[Source data]
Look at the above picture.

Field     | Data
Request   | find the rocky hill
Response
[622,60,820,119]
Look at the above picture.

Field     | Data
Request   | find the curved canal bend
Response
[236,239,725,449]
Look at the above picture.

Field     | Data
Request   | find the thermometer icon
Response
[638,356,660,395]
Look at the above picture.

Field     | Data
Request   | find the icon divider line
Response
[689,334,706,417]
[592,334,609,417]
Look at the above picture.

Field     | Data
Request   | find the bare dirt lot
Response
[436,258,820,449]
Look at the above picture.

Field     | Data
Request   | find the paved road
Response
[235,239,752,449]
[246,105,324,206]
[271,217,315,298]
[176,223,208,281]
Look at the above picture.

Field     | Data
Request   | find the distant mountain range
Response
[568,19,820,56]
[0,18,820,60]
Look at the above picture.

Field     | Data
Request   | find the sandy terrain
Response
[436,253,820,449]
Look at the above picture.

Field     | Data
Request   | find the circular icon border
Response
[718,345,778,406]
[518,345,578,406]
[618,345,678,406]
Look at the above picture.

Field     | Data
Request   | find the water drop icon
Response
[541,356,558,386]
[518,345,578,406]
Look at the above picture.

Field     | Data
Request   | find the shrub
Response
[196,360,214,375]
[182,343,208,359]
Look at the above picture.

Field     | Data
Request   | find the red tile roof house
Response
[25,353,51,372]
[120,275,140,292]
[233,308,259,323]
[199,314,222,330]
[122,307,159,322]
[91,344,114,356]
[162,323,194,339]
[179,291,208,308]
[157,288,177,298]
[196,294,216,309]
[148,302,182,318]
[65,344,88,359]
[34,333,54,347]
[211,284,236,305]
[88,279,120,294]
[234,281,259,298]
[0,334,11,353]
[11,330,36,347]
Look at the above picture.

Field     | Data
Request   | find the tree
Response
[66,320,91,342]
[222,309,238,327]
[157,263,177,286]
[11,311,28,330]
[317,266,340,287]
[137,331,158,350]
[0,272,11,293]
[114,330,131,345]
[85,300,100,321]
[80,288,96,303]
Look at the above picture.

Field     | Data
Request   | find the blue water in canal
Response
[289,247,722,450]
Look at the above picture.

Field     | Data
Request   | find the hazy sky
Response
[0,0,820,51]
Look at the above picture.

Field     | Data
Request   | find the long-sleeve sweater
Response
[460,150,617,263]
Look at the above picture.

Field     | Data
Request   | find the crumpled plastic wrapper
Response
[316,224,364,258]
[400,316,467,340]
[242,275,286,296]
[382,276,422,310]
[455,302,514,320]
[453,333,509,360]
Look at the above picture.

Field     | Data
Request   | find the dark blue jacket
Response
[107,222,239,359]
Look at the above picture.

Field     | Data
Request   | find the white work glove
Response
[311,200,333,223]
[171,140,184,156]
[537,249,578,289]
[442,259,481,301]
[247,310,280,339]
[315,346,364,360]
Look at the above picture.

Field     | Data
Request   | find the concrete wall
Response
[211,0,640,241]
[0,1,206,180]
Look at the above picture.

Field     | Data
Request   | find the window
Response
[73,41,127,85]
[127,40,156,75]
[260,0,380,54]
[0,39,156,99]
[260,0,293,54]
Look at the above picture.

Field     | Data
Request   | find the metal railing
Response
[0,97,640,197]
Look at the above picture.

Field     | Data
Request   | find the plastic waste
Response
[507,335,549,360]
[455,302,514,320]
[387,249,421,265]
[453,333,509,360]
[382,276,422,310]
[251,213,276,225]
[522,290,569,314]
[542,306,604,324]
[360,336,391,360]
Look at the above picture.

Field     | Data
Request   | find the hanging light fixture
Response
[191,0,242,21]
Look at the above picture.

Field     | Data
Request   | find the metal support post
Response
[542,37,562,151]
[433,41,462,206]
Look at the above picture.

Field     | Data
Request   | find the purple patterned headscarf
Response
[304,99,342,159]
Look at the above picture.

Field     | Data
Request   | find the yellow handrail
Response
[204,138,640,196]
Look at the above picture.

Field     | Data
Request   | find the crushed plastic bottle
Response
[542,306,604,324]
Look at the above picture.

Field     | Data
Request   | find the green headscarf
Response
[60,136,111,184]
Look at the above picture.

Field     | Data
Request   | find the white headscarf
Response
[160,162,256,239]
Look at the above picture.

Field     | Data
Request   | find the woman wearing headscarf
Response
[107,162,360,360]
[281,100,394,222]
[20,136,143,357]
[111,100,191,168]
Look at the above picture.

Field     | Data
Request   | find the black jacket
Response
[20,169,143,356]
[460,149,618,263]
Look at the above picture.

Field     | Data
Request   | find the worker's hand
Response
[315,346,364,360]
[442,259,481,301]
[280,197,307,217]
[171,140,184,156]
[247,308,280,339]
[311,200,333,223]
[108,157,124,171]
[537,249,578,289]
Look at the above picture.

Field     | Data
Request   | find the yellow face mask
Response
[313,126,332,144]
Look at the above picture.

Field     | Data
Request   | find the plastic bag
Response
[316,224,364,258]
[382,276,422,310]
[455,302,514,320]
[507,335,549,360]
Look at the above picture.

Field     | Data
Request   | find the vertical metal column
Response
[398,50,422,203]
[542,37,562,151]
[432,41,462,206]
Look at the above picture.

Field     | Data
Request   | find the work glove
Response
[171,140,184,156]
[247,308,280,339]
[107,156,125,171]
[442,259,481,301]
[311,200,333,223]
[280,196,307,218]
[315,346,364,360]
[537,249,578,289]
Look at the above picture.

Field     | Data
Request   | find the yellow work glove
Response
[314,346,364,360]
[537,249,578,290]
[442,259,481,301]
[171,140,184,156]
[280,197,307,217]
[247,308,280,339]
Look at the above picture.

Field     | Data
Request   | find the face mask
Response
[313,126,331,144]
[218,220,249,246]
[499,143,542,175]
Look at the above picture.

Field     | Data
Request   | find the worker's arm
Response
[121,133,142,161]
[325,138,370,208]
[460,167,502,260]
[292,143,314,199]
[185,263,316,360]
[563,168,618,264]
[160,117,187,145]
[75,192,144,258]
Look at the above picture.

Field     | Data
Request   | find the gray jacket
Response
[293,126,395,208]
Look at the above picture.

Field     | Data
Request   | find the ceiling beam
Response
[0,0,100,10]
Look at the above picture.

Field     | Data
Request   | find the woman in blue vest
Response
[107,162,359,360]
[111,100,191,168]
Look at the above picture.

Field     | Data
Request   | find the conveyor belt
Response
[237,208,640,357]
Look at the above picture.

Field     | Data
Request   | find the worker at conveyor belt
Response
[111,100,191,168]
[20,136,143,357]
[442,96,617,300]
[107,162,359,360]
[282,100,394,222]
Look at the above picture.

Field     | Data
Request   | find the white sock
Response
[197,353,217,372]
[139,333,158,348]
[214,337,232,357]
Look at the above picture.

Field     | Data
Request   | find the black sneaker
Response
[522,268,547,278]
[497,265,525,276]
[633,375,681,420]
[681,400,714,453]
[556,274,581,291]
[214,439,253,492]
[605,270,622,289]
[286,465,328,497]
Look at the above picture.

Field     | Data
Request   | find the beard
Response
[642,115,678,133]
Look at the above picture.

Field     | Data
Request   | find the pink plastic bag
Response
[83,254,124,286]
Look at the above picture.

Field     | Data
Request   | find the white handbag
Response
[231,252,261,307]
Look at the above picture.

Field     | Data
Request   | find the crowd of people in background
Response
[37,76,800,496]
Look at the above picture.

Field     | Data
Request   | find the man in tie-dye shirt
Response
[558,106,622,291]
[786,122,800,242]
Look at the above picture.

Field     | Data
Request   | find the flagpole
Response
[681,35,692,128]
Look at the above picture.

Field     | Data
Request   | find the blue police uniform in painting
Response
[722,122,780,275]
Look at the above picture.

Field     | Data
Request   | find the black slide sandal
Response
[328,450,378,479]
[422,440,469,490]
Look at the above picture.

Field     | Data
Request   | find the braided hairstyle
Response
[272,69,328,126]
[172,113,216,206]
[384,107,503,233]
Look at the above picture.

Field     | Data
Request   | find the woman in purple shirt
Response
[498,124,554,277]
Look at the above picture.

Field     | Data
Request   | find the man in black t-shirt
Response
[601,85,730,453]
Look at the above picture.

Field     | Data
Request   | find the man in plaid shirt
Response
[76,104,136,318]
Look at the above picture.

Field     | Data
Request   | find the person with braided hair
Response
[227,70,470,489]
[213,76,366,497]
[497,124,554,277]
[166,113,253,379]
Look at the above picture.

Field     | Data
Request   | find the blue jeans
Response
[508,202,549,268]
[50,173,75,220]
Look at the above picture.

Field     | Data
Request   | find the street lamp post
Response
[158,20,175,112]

Task to complete
Copy everything from the start of the data down to the line containing "[236,239,725,449]", both ends included, keeping every line but shifting each bounding-box coordinate up by 22.

Final answer
Look at the above picture.

Field     | Data
Request   | find the rocky hill
Response
[644,82,842,141]
Look at the above picture.

Field     | Data
Request   | find the curved canal bend
Response
[258,261,747,471]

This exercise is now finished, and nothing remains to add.